======== Extract

Martha: I won't be a party to this!
The Doctor: Good for you!
Romana I: What's that?
Vivien Fay: A policeman's truncheon. Last year when she went to lecture in New York, she took it with her in case she got mugged.
Romana I: And did she get mugged?
Vivien Fay: No. She got arrested for carrying an offensive weapon.
Professor Rumford: Doctor, did I understand you correctly? That thing is made of stone.
The Doctor: Yes and it's closing in on us fast.
Professor Rumford: But it's impossible.
The Doctor: No it isn't. We're standing still.
Professor Rumford: I meant, a silicon-based life form is unknown, unheard of, impossible.
The Doctor: Maybe it doesn't realize that.
Professor Rumford: I still don't understand about hyperspace.
The Doctor: Who does?
K-9: I do.
The Doctor:Oh, shut up, K9! It's all to do with interspatial geometry.
Professor Rumford: I never studied that.
The Doctor: I'm not suprised. They gave up teaching that some two thousand years ago, even on Gallifrey.
Professor Amelia Rumford: Doctor, may I ask you a personal question?
The Doctor: Well, I don't see how I can stop you asking.
Professor Rumford: Are you from outer space?
The Doctor: No.
Professor Rumford: Oh.
The Doctor: More from what you'd call 'Inner Time'.
Megara 2: The prisoner has been tried and sentenced in his absence. The sentence will be carried out.
Megara 1: The sentence is death. You are to be executed immediately.
Vivien Fay: Oh, may I watch? You don't mind, do you, Doctor?
The Doctor: No, be my guest. I wouldn't want you to miss my execution.
The Doctor: Objection!
Megara 2: On what grounds?
The Doctor: How can there possibly be a sentence when there hasn't been a trial?
Megara 2: There has.
The Doctor: There has?
Megara 1: I defended you.
Megara 2: I was judge. You were found guilty.
The Doctor: But I wasn't there!
Megara 2: Immaterial. Your counsel was. He was most eloquent on your behalf.
Megara 1: You are a humanoid, and therefore quite incapable of appreciating the subtleties of the law.
Professor Amelia Rumford: Where's that Dunkirk spirit? Never say die!
K9: I never say die, but I cannot hold.
The Doctor: Now remember. Give it thirty seconds and then ‘pow!’
Professor Amelia Rumford: ‘Pow’?
The Doctor: Yes, ‘pow!’ Pow – pow’s a technical expression, Professor, it means all the microcircuits have been fused in one great ‘gyuh!’ of molten metal.
The Doctor: Hello. Did I short circuit?

================
======== Records shown

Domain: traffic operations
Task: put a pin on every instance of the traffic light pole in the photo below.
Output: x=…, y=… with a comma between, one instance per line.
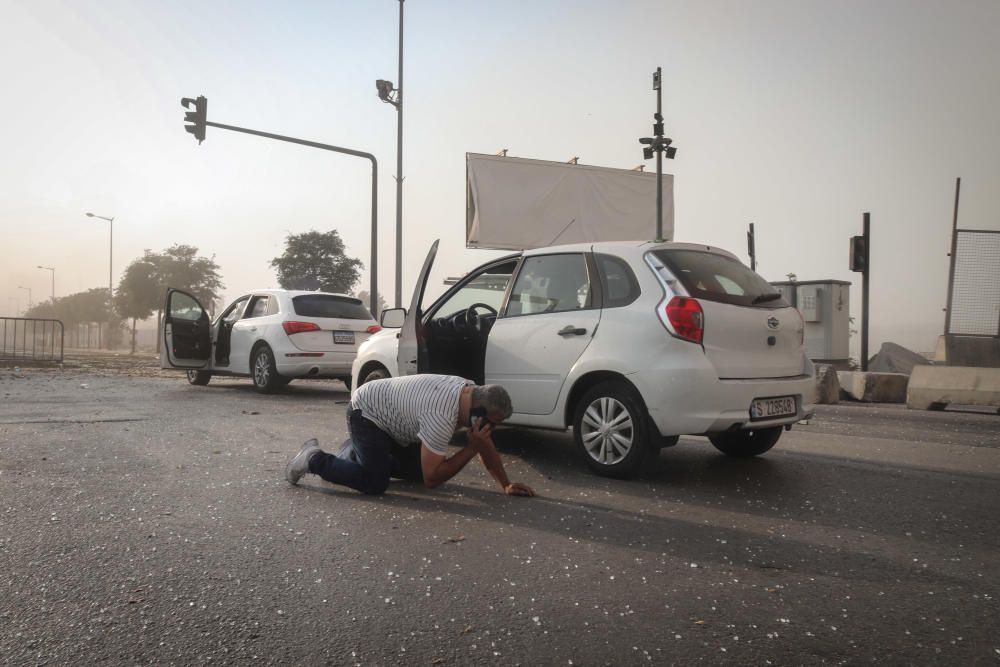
x=864, y=292
x=659, y=156
x=658, y=144
x=373, y=294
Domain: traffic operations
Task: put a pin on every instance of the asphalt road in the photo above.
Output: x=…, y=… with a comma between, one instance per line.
x=146, y=521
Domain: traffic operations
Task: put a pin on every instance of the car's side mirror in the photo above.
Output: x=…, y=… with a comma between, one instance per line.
x=393, y=318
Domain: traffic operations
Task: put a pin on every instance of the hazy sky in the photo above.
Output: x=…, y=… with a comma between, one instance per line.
x=797, y=116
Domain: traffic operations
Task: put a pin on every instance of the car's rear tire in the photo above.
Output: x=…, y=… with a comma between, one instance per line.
x=200, y=378
x=264, y=373
x=611, y=428
x=375, y=374
x=745, y=444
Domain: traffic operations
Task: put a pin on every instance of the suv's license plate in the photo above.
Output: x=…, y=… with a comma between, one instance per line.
x=771, y=408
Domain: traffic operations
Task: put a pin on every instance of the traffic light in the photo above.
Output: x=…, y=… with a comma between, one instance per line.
x=198, y=118
x=859, y=254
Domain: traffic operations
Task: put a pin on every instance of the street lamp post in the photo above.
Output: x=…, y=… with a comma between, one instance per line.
x=111, y=246
x=29, y=295
x=53, y=270
x=395, y=98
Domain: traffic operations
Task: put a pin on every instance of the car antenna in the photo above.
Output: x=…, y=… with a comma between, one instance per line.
x=561, y=232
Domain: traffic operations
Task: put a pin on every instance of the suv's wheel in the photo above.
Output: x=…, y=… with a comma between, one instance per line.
x=199, y=378
x=264, y=373
x=611, y=429
x=744, y=444
x=376, y=374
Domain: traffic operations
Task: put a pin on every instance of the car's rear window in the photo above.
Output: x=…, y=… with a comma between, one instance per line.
x=327, y=305
x=715, y=277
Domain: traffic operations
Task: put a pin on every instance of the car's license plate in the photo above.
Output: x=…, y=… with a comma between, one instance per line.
x=772, y=408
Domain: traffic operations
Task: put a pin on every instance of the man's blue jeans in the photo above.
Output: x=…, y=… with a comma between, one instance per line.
x=368, y=459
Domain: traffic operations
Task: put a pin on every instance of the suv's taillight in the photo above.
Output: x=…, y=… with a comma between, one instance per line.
x=299, y=327
x=687, y=319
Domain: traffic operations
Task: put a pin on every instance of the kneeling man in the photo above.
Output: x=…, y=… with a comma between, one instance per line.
x=403, y=425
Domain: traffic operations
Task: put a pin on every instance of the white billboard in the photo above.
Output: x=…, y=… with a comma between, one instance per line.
x=517, y=203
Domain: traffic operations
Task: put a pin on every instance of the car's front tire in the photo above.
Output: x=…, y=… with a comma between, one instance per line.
x=200, y=378
x=611, y=428
x=264, y=372
x=375, y=374
x=745, y=444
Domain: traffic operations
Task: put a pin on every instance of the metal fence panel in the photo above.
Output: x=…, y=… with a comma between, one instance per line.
x=30, y=339
x=975, y=295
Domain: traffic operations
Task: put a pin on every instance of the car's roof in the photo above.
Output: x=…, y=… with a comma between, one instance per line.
x=294, y=293
x=611, y=246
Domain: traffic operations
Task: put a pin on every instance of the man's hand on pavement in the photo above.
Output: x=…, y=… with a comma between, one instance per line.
x=518, y=489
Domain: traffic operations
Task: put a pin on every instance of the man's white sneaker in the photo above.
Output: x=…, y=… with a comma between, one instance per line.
x=299, y=465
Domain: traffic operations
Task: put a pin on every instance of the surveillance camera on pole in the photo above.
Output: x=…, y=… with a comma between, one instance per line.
x=386, y=92
x=659, y=145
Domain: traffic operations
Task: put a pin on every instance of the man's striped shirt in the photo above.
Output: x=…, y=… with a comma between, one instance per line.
x=413, y=408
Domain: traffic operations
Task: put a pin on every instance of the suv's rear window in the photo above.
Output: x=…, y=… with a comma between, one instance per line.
x=714, y=277
x=327, y=305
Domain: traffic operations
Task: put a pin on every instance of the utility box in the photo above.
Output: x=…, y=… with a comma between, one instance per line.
x=825, y=307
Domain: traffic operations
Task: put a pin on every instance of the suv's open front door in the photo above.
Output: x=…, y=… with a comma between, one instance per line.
x=411, y=355
x=186, y=331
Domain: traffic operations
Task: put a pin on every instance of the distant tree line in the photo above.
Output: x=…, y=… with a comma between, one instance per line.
x=139, y=294
x=311, y=261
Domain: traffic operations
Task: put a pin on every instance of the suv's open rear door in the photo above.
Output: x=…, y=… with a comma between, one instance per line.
x=411, y=355
x=186, y=332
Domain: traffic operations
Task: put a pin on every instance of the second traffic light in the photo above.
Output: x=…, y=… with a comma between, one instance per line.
x=859, y=254
x=197, y=117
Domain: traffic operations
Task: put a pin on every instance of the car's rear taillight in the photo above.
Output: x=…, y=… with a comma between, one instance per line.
x=299, y=327
x=687, y=319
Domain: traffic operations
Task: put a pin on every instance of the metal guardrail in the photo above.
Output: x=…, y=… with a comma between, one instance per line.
x=974, y=301
x=31, y=339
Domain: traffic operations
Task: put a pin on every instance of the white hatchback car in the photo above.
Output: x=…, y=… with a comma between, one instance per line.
x=272, y=336
x=631, y=344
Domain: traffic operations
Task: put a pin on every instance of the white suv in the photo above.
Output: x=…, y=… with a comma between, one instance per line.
x=271, y=335
x=631, y=344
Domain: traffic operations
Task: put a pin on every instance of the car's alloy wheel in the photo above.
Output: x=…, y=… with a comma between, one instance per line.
x=607, y=431
x=611, y=429
x=377, y=374
x=265, y=375
x=744, y=444
x=200, y=378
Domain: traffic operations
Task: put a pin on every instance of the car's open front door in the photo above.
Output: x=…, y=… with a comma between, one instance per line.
x=411, y=356
x=186, y=332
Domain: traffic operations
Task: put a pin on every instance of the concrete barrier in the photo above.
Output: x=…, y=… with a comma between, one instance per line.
x=934, y=387
x=827, y=384
x=873, y=387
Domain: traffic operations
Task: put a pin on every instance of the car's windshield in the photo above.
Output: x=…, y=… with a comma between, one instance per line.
x=488, y=287
x=715, y=277
x=329, y=305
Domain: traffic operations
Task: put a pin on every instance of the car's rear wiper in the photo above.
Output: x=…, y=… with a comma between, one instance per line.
x=764, y=298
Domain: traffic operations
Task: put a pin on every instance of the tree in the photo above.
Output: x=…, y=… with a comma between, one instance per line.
x=73, y=310
x=179, y=266
x=316, y=260
x=379, y=306
x=139, y=292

================

Problems and tasks
(1) Reproduce the part of the dialogue starting at "The Doctor: No, be" and ending at "I defended you.".
(2) Render this sentence from the dialogue in Spanish: "They gave up teaching that some two thousand years ago, even on Gallifrey."

Outputs
(1)
The Doctor: No, be my guest. I wouldn't want you to miss my execution.
The Doctor: Objection!
Megara 2: On what grounds?
The Doctor: How can there possibly be a sentence when there hasn't been a trial?
Megara 2: There has.
The Doctor: There has?
Megara 1: I defended you.

(2) Dejaron de enseñar eso hace unos dos mil años, incluso en Gallifrey.